◆ **Parts of the exercise**:
[1] Transcribe the passage on associations' standing to bring legal proceedings, starting at "Associations with standing" and ending at "an injured party.".
[2] Answer these questions using the passage on associations' standing to bring legal proceedings:
(a) How does the Court analyze the various facets of the complex question?
(b) Which article of the Anti-Discrimination Employment Directive covers associations engaging in procedures for its enforcement?
(c) Whose approval does that article require for an association to act on behalf or in support of a complainant?

◆ **Passage provided**:
.....

Associations with standing to bring legal proceedings

The Court moves on to the first question: whether the Anti-Discrimination Employment Directive must be interpreted as precluding national legislation under which an association of lawyers whose objective is the judicial protection of persons having in particular a certain sexual orientation and the promotion of the culture and respect for the rights of that category of persons, automatically, on account of that objective and irrespective of whether it is a for-profit association, has standing to bring legal proceedings for the enforcement of obligations under that directive and, where appropriate, to obtain damages, in circumstances that are capable of constituting discrimination, within the meaning of that directive, against that category of persons and it is not possible to identify an injured party.

The Court analyses step by step the various facets of this complex question.

According to Article 9(2) of the Anti-Discrimination Employment Directive, Member States are to ensure that associations, organisations or other legal entities which have a legitimate interest in ensuring that the provisions of the directive are complied with, may engage, either on behalf or in support of a complainant, with his or her approval, in any judicial and/or administrative procedure provided for the enforcement of obligations under the directive.

.....

◆ **Source material**:
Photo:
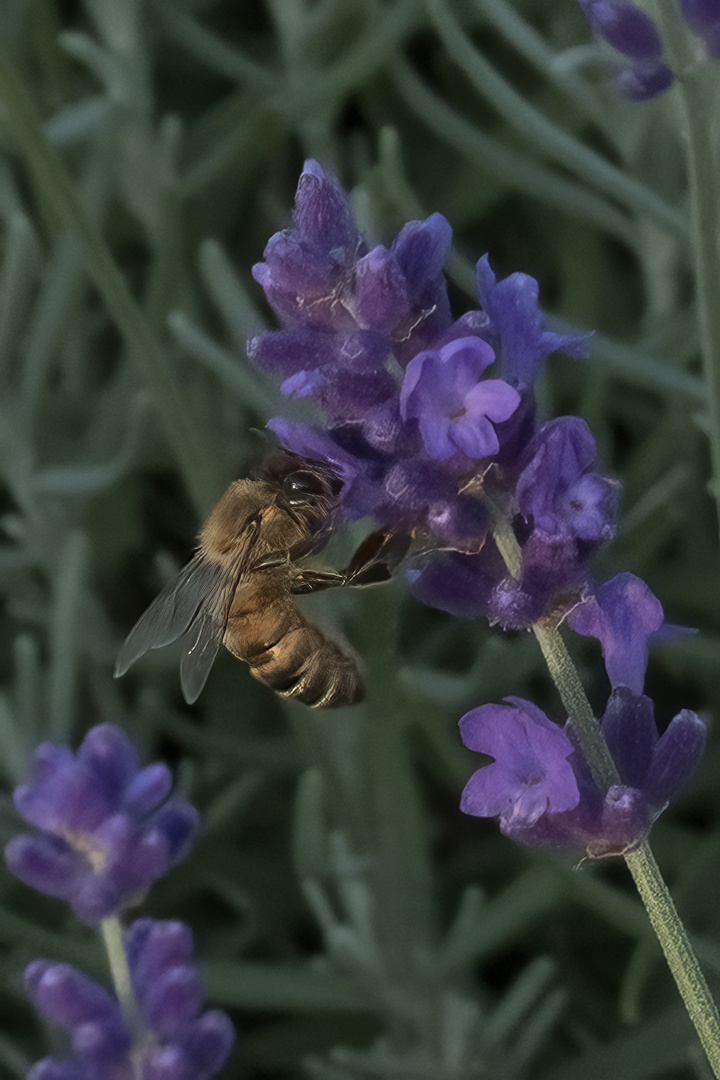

.....

◆ **Solutions by task**:
[1]
Associations with standing to bring legal proceedings

The Court moves on to the first question: whether the Anti-Discrimination Employment Directive must be interpreted as precluding national legislation under which an association of lawyers whose objective is the judicial protection of persons having in particular a certain sexual orientation and the promotion of the culture and respect for the rights of that category of persons, automatically, on account of that objective and irrespective of whether it is a for-profit association, has standing to bring legal proceedings for the enforcement of obligations under that directive and, where appropriate, to obtain damages, in circumstances that are capable of constituting discrimination, within the meaning of that directive, against that category of persons and it is not possible to identify an injured party.

[2]
(a) Step by step.
(b) Article 9(2).
(c) The complainant's.